• Questions:
a: According to the roentgenium announcement, on what date was the name roentgenium officially approved?
b: Why did Wilhelm Conrad Roentgen give the name X-rays to the new type of rays he discovered? Answer from the roentgenium announcement in one to three sentences.
c: Duplicate the part of the roentgenium announcement starting with "In 2003, a joint" and going on through "14, 147–157 (2002)).".

• Exercise passage:

Following the 80th meeting of the IUPAC Bureau in Bled, Slovenia, the name roentgenium for the element of atomic number 111, with symbol Rg, was officially approved on 1 November 2004. The IUPAC Council, at its meeting at Ottawa, Canada in 2003, delegated the authority to approve a name for the element of atomic number 111 to the Bureau.

Wilhelm Conrad Roentgen

In 2003, a joint IUPAC-IUPAP Working Party (JWP) confirmed the discovery of element number 111 by the collaboration of Hofmann et al. from the Gesellschaft für Schwerionenforschung mbH (GSI) in Darmstadt, Germany (Pure Appl. Chem. 75, 1601–1611 (2003)). The most relevant experiment resulted from fusion-evaporation using a 64Ni beam on a 209Bi target, which produced a total of six decay chains of alpha-emitting nuclides following the presumed formation of 272Rg + n (S. Hofmann et al., Z. Phys. A 350, 281–282 (1995); S. Hofmann et al., Eur. Phys. J. A 14, 147–157 (2002)).

In accordance with IUPAC procedures, the discoverers proposed a name and symbol for the element. The proposed name was roentgenium, with symbol Rg. The Inorganic Chemistry Division Committee then recommended this proposal for acceptance. The provisional recommendation has now successfully passed expert examination and the prescribed period of public scrutiny. This proposal lies within the long-established tradition of naming elements to honor famous scientists.

For some time before Nov/Dec 1895, scientists had been reporting bizarre apparitions when they electrified the thin gas in vacuum tubes. On the Sunday before Christmas 1895, Wilhelm Conrad Roentgen invited his wife Bertha into the laboratory and took a shadow-graph of the bones of her hand with her wedding ring clearly visible. This is one of the most famous images in photographic history and propelled Roentgen in no time into international celebrity. The medical implications were immediately realized and the first images of fractured bones were being made by January 1896 even though none yet knew what the mystery rays were. The radiograph reproduced here is of the hand of Albert von Kolliker, made at the conclusion of Roentgen's lecture and demonstration at the Wurzburg Physical-Medical Society on 23 January 1896. (Credit AIP Emilio Segre Visual Archives, Lande Collection)

On 8 November 1895, Wilhelm Conrad Roentgen discovered X-rays, a new type of rays to which he gave this name in view of their uncertain nature. Their use has subsequently revolutionized medicine, found wide application in technology, and heralded the age of modern physics, which is based on atomic and nuclear properties. In 1901, six years after their discovery, the benefit of X-rays to humankind was so evident that Roentgen was awarded the first Nobel Prize in Physics. Element 111 was synthesized exactly 100 years after Roentgen’s discovery. To honor Wilhelm Conrad Roentgen, the name, roentgenium, was proposed for the element with atomic number 111.

• Collected material:
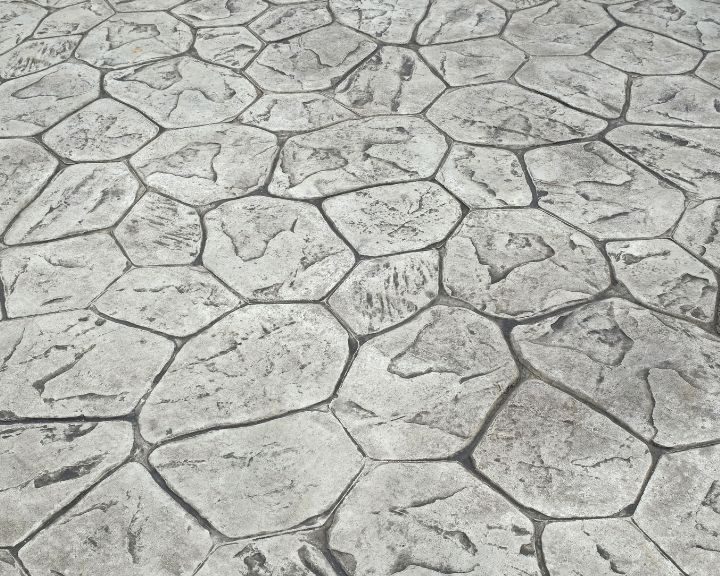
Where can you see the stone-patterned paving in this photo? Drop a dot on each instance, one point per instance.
(359, 287)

• Task-by-task solutions:
a: 1 November 2004

b: He chose that name because the nature of the new rays was uncertain.

c:
In 2003, a joint IUPAC-IUPAP Working Party (JWP) confirmed the discovery of element number 111 by the collaboration of Hofmann et al. from the Gesellschaft für Schwerionenforschung mbH (GSI) in Darmstadt, Germany (Pure Appl. Chem. 75, 1601–1611 (2003)). The most relevant experiment resulted from fusion-evaporation using a 64Ni beam on a 209Bi target, which produced a total of six decay chains of alpha-emitting nuclides following the presumed formation of 272Rg + n (S. Hofmann et al., Z. Phys. A 350, 281–282 (1995); S. Hofmann et al., Eur. Phys. J. A 14, 147–157 (2002)).